What is asked: Please render the data below as a JSON list of strings, one string per line with blank lines left out. Begin at the line that contains "At your convenience, could you detect the blurred person" and stop after the line that contains "86, 211, 385, 261".
━━ Stored rows ━━
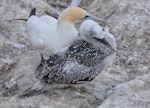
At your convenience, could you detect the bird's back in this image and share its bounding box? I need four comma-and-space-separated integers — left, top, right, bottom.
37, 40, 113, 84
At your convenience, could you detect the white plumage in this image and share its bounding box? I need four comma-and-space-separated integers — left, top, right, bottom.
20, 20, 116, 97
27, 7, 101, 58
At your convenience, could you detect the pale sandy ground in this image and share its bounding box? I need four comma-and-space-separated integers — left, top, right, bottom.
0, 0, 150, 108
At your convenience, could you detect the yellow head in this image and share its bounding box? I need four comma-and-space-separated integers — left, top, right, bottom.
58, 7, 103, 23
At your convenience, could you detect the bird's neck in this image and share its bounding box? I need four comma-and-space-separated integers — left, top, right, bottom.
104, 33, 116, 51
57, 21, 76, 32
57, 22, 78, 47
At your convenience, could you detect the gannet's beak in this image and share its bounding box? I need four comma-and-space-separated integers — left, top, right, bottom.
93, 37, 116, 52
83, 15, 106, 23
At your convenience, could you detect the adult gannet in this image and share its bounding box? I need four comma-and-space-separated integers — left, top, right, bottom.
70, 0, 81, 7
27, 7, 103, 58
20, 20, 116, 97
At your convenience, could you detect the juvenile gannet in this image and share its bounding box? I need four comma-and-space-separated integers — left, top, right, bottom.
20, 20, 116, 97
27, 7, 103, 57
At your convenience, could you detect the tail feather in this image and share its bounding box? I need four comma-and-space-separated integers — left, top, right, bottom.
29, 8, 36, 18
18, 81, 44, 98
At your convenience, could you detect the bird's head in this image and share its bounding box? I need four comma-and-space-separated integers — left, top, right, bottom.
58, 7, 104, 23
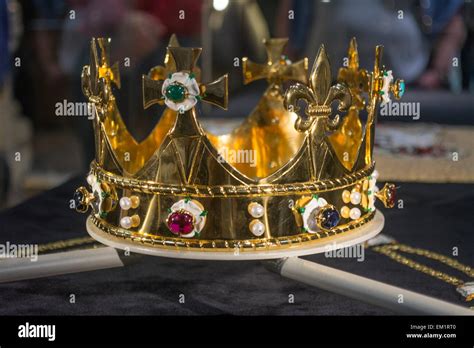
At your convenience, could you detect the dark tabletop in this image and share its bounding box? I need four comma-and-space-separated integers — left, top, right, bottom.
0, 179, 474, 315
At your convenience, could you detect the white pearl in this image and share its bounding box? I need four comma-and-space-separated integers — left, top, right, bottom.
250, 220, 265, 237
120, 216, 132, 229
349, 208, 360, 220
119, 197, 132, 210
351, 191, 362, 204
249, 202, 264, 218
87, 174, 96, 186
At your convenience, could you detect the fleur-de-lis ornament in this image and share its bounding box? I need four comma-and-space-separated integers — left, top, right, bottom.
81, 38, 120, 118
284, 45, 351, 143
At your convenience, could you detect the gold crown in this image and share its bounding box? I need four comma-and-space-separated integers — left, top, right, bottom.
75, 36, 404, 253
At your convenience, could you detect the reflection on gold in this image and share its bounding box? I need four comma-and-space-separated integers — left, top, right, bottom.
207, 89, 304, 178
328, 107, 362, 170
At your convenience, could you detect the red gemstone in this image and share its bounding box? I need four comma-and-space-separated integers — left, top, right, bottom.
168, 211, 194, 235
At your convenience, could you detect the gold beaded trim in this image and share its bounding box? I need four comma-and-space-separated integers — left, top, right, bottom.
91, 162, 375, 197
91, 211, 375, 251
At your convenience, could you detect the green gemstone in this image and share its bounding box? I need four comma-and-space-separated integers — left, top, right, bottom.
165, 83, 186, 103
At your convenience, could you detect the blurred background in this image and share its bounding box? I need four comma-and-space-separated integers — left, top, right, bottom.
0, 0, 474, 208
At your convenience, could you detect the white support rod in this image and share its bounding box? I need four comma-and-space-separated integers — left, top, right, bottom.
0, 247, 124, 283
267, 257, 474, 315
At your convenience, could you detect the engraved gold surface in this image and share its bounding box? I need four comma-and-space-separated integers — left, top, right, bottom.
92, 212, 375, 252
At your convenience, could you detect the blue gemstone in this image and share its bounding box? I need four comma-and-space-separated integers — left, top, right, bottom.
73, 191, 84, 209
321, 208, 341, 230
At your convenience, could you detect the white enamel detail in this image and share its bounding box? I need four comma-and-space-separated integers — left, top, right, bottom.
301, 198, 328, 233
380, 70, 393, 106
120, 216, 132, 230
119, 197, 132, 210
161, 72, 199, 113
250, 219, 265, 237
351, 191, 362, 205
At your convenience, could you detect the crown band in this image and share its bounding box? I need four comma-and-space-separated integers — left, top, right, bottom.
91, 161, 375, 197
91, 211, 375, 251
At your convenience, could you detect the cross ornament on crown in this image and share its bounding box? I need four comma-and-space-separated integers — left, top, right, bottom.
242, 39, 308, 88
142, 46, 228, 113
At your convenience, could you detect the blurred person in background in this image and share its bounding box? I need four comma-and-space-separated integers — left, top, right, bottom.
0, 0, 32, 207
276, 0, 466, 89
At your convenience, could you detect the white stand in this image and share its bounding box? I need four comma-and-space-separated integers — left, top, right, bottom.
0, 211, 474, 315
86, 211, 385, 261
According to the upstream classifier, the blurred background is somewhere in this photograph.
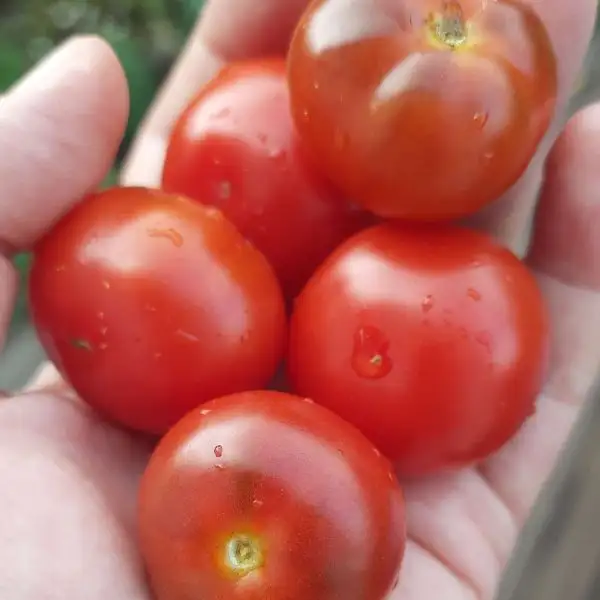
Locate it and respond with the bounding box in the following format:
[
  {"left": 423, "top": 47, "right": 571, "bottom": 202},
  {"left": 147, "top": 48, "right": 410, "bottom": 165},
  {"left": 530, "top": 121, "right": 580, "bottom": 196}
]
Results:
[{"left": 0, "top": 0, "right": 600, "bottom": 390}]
━━━
━━ Stored rows ━━
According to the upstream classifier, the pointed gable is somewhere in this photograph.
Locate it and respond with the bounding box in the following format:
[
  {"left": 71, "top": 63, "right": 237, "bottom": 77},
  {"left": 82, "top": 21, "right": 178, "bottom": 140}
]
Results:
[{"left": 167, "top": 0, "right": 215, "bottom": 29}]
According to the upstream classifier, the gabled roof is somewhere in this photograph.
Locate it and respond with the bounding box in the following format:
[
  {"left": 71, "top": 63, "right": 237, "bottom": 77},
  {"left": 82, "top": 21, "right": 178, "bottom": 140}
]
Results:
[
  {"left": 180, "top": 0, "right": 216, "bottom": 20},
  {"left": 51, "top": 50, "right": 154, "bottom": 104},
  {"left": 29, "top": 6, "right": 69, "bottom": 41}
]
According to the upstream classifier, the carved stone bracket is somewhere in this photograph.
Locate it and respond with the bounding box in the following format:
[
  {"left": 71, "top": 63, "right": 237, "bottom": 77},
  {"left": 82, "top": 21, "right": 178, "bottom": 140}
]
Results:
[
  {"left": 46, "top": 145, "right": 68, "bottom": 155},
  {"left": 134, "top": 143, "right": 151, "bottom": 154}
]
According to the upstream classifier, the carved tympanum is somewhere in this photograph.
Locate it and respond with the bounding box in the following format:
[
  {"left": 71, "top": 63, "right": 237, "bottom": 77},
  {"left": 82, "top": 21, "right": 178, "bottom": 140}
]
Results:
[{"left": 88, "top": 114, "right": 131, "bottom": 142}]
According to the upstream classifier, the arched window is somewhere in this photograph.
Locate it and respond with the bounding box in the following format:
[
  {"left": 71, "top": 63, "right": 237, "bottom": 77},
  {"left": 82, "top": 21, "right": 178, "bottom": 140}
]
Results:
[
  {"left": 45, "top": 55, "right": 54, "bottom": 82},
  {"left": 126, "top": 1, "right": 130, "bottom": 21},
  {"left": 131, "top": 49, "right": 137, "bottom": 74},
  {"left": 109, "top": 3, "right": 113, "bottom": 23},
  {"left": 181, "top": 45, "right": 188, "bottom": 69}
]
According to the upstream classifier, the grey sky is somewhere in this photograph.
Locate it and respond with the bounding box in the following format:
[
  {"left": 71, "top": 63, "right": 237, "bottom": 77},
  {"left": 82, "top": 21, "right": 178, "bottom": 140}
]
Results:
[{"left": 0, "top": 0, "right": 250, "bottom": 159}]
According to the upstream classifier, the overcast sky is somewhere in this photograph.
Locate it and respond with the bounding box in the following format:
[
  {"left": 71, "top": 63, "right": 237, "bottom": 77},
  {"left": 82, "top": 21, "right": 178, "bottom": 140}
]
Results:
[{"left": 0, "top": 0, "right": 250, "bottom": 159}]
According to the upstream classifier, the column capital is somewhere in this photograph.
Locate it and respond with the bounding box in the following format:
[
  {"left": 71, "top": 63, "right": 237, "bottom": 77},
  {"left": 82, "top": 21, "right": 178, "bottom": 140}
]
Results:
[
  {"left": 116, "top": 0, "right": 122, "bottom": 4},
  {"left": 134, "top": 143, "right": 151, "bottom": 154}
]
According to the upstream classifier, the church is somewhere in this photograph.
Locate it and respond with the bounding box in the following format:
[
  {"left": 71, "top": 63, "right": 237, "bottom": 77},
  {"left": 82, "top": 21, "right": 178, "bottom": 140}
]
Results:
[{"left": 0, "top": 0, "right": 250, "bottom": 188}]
━━━
Written answer:
[
  "At your convenience, could you detect the blurred person in background in this image and share its bounding box? I need four comma-and-space-separated integers — left, top, right, bottom.",
  "0, 0, 32, 207",
  "276, 0, 466, 89",
  "At your convenience, could you detect the white stand in this image and share its bounding box? I need four comma-and-space-separated integers — left, top, right, bottom.",
  "0, 211, 474, 315",
  "86, 211, 385, 261"
]